▸ Texto facilitado

▶

Junto con estos riesgos bien conocidos, la omnipresencia de los
teléfonos móviles presenta otras implicaciones cognitivas y educativas que
conviene analizar. En ocasiones se menciona la moda japonesa de los
hiquicomoris, adolescentes que se encierran en sus habitaciones y solo se
relacionan con el mundo a través de sus terminales de ordenador, como un
ejemplo extremo de los riesgos del abuso de las nuevas tecnologías. Convendría que
nos preguntáramos si la presencia masiva del móvil no nos convierte, a nosotros
y a nuestros hijos, en un nuevo tipo de hiquicomoris, capaces de salir de la
habitación, pero incapaces de interactuar con el mundo sin el filtro del
teclado virtual o la cámara de nuestro teléfono móvil.
En la etapa final de la infancia y durante la adolescencia, se
producen una serie de cambios fisiológicos y psicológicos claves en el
desarrollo personal. Buena parte de estos cambios se realizan a partir de un
proceso de aprendizaje que implica un nuevo modo de aprehender el mundo. El
desarrollo invita a interactuar de un modo nuevo con el entorno y con nuestros
semejantes. El niño se siente capaz de probar nuevas cosas, de renovar su interacción con el entorno, de intentar nuevos retos. Desde el incremento de
la autonomía personal a las primeras relaciones sentimentales, todo pide una
mayor implicación del sujeto, una mayor reflexión acerca de qué y el porqué de
las cosas.

◀

▸ Sección de datos
▶

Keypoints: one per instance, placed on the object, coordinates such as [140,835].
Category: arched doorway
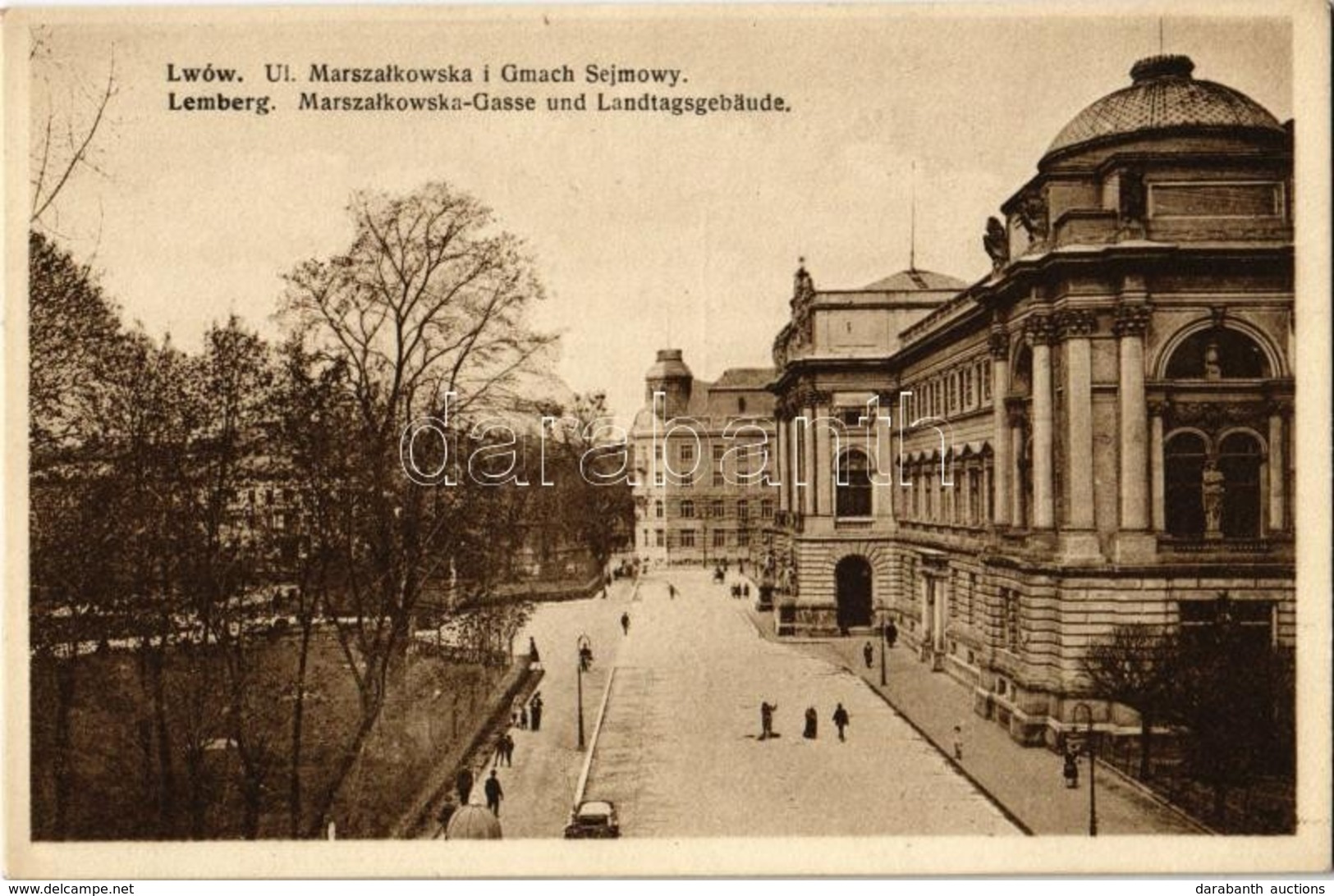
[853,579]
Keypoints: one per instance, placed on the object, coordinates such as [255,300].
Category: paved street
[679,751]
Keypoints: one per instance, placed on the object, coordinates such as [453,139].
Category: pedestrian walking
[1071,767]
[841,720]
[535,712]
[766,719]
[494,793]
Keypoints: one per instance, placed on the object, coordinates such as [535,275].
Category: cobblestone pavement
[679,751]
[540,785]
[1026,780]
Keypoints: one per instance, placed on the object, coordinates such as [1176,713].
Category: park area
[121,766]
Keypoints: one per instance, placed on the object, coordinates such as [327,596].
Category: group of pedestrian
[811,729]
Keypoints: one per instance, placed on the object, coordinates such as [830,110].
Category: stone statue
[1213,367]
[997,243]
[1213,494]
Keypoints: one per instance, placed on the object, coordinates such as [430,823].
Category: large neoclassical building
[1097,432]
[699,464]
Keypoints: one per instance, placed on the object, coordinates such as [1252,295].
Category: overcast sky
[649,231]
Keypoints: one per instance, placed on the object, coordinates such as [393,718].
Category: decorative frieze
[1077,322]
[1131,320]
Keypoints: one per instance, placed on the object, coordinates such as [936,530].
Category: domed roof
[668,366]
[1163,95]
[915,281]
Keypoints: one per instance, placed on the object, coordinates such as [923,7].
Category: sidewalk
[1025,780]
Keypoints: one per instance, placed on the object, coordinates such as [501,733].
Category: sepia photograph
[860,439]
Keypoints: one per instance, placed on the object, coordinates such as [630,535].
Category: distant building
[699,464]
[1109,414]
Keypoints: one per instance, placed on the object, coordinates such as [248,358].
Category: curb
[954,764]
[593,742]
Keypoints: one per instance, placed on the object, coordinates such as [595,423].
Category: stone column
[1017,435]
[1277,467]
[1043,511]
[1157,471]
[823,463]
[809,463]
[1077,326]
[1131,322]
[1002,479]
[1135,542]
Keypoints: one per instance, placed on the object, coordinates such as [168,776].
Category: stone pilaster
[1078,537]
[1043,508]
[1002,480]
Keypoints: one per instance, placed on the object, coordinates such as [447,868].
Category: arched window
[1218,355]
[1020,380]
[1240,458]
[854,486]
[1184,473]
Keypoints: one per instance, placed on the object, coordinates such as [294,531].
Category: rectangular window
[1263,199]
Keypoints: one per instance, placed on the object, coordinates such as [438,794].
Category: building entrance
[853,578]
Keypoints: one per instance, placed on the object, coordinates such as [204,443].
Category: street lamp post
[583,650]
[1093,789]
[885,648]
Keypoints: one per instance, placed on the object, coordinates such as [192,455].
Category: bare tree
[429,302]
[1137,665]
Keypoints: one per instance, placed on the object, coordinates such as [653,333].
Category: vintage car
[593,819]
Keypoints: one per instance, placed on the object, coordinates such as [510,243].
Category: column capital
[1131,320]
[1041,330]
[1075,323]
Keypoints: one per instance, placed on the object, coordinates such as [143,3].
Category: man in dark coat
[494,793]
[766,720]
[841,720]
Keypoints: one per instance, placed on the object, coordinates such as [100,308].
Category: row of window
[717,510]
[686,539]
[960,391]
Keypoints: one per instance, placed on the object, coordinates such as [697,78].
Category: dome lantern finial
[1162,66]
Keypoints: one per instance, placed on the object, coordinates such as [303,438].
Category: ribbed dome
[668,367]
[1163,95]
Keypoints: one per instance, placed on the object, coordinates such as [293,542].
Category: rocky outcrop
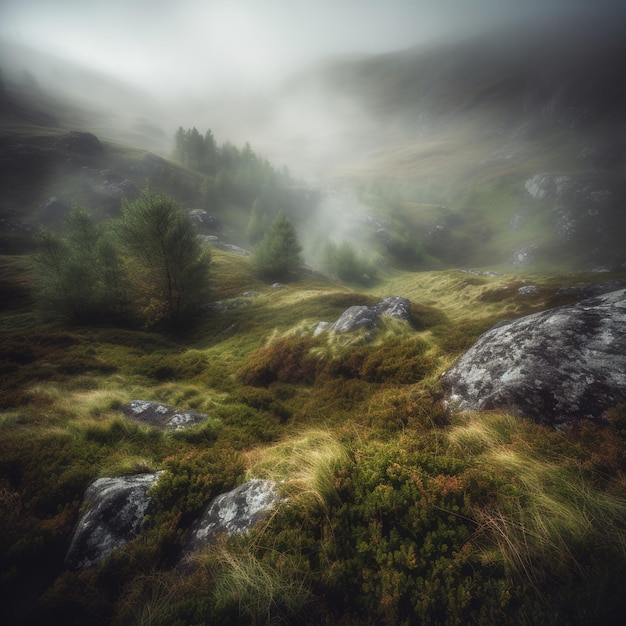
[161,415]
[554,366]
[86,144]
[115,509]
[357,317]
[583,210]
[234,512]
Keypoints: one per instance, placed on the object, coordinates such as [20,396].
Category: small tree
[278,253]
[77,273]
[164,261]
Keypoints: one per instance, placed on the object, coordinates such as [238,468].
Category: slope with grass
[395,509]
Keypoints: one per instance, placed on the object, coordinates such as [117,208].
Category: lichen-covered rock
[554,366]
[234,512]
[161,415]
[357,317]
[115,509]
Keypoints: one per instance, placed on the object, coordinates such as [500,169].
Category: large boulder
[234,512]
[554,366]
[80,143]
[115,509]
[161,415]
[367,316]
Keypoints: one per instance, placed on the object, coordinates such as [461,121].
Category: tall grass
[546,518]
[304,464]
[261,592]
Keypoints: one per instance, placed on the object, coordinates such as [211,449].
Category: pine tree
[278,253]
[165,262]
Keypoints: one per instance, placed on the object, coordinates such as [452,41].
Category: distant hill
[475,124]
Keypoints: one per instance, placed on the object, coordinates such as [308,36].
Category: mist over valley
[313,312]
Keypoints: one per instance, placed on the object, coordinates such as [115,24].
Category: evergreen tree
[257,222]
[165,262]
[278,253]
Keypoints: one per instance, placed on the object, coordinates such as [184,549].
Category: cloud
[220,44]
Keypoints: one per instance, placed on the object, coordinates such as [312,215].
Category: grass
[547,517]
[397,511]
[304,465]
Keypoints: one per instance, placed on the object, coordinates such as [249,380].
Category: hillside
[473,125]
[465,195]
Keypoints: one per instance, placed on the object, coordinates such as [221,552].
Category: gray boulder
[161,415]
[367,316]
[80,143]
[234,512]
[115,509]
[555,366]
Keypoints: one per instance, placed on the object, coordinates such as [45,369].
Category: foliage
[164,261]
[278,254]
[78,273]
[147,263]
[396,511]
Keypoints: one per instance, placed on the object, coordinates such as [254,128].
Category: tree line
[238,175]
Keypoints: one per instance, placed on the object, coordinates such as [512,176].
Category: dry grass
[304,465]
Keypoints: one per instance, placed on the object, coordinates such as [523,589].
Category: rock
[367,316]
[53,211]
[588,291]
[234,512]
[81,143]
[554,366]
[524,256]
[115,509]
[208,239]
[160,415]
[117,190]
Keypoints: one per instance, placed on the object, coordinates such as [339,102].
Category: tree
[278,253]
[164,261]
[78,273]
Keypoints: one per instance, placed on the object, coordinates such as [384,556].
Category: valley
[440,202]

◀
▶

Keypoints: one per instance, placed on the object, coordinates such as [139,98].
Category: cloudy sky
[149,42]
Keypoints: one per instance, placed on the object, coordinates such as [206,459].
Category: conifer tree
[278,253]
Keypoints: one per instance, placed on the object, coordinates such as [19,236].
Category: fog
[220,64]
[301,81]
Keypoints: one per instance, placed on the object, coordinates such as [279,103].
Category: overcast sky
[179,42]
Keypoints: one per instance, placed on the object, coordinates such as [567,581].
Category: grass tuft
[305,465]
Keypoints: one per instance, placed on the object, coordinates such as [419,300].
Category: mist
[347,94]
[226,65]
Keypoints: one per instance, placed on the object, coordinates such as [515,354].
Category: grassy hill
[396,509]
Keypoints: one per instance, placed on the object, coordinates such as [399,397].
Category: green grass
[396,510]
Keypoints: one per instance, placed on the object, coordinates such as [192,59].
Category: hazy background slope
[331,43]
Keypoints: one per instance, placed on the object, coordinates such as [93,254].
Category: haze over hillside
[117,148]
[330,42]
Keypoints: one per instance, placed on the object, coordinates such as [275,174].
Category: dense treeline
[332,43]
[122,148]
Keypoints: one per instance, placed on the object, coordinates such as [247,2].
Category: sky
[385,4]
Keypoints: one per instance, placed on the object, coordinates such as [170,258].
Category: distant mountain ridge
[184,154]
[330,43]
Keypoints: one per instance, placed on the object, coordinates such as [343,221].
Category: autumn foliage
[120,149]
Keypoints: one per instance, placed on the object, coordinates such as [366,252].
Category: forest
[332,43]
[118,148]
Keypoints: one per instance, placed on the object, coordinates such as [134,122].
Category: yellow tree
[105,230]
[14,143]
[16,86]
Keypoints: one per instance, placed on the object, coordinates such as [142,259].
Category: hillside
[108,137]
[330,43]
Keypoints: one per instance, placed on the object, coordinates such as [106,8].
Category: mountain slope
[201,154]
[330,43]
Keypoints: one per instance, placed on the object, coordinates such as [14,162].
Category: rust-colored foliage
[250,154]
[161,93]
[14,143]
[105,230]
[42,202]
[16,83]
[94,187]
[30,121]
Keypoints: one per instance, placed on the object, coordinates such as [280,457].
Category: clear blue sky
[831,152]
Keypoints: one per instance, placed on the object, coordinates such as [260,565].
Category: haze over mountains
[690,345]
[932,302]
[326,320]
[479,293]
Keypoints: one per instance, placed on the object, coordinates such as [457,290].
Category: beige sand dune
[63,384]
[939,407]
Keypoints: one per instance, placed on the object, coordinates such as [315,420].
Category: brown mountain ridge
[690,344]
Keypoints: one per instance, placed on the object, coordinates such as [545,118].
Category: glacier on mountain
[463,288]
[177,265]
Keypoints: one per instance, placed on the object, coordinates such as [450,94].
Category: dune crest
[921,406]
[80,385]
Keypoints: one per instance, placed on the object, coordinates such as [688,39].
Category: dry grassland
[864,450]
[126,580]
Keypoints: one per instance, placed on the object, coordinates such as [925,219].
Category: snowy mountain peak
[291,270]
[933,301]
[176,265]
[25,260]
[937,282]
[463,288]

◀

▸ Objetivos
(A) Según el texto sobre los teléfonos móviles, ¿qué cosas se siente capaz de hacer el niño? Nómbralas todas.
(B) Sigue escribiendo el texto sobre los teléfonos móviles a partir de su última frase.
Este material no tiene nada que ver con el texto sobre los teléfonos móviles.

▸ Respuestas
(A) Probar nuevas cosas, renovar su interacción con el entorno e intentar nuevos retos.

(B)
Del mismo modo que jugador y espectador son papeles diferentes, actuar
pendiente de fotografiar lo hecho con un teléfono móvil distorsiona el modo de
actuar. Los grandes reporteros gráficos señalan que la cámara
marca una distancia entre ellos y la realidad que retratan. Esta distancia, que
permite a un adulto realizar fotos en un campamento de refugiados o en una
tragedia ferroviaria, puede resultar negativa para menores que, en un momento
clave de su desarrollo, necesitan implicarse en sus experiencias, hablar con
sus semejantes. Las fotos de una visita al campo no pueden sustituir la
experiencia de subir a un árbol o acariciar a un animal; el intercambio de
mensajes breves no sustituye a una conversación; tener 5.000 amigos en las
redes sociales no elimina la sensación de soledad; un broma pesada recogida en
vídeo se despersonaliza y se diluye el malestar que puede haber causado; un
beso colgado en Facebook deja de ser magia entre dos para ser consumo de todos.
En Nueva York, ese gigantesco laboratorio humano, empiezan a ser
frecuentes las invitaciones a bodas o actos de todo tipo que explicitan la
prohibición de llevar móvil. Y en muchos restaurantes se ha puesto de moda un
juego que consiste en dejar los móviles en el centro de la mesa. El comensal
que no resiste la tentación y contesta una llamada o coge el móvil para
realizar una foto, debe pagar la cena. Parece oportuno que pensemos también en diseñar
espacios y horarios sin móvil para los menores. Porque no necesitan mirar el
mundo sino zambullirse en él.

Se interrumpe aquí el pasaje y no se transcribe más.